Problems and tasks:
a) Extract everything in the tritium leak post from "You know, when" down to "not science here.".
b) Using the tritium leak post, mark each statement yes or no and quote the words that decide it: (i) The EPA discovered the leak. (ii) No deadline was set for the company's report. (iii) The radioactivity reached over 8,000,000 picocuries per liter.
c) According to the tritium leak post, what was the radioactivity level before the 65,000% increase?

Provided passage:
Note: the company self-reported. This was not "discovered" by the EPA or the NRC or some other state or federal government agency. The company has been directed to do its own investigation and then report back its findings. I can't make this stuff up.
From the letter to the company when he was told the radioactivity increased 65,000%:
- deeply concerned
- radioactive tritium-contaminated water
- recently leaked
- into groundwater
- not the first such release at this facility
- nor the first time that this facility has experienced significant failure
- this facility is not safe
- radioactivity significantly higher than in past incidents
- 65,000% increase; from 12,300 picocuries/liter to over 8,000,000 picocuries/liter
- the company must investigate this incident
- how to avoid this in the future
"Please report back at the completion of the investigation."No sense of urgency. No deadline set. Just whenever you get around to it, "report back at the completion."
I can't make this stuff up.
You know, when you get to "thousands of percent," you might want to start using exponents or logarithms. Oh, that's right. we're talking politics, not science here.

Record excerpts:
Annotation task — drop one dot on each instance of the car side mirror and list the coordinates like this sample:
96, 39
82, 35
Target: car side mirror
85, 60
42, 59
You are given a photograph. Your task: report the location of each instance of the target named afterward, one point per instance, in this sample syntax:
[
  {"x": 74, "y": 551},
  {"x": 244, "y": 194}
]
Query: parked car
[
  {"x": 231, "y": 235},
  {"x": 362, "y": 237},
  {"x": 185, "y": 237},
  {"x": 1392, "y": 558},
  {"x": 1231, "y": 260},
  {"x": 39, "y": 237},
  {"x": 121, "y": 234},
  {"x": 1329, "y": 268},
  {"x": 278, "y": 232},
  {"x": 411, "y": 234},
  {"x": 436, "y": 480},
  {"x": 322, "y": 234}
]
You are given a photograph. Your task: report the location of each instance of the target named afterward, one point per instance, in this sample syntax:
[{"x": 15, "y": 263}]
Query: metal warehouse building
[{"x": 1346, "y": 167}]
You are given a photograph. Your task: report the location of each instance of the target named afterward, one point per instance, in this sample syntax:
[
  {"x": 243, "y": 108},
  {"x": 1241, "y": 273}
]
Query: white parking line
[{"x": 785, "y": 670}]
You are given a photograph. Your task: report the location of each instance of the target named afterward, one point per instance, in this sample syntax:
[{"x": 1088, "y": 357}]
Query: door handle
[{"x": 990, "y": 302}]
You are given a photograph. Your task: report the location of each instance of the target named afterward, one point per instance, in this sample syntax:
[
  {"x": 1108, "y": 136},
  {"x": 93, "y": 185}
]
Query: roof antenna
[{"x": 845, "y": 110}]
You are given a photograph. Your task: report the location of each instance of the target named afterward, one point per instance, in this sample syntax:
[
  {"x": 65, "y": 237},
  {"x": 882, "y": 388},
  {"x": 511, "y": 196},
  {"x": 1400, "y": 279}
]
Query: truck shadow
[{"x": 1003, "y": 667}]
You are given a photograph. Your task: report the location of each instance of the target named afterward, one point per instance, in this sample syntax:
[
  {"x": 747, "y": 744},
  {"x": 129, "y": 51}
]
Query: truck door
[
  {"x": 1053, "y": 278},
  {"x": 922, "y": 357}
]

Answer set:
a)
You know, when you get to "thousands of percent," you might want to start using exponents or logarithms. Oh, that's right. we're talking politics, not science here.

b)
(i) No: "This was not "discovered" by the EPA or the NRC or some other state or federal government agency."
(ii) Yes: "No deadline set."
(iii) Yes: "from 12,300 picocuries/liter to over 8,000,000 picocuries/liter"

c) 12,300 picocuries/liter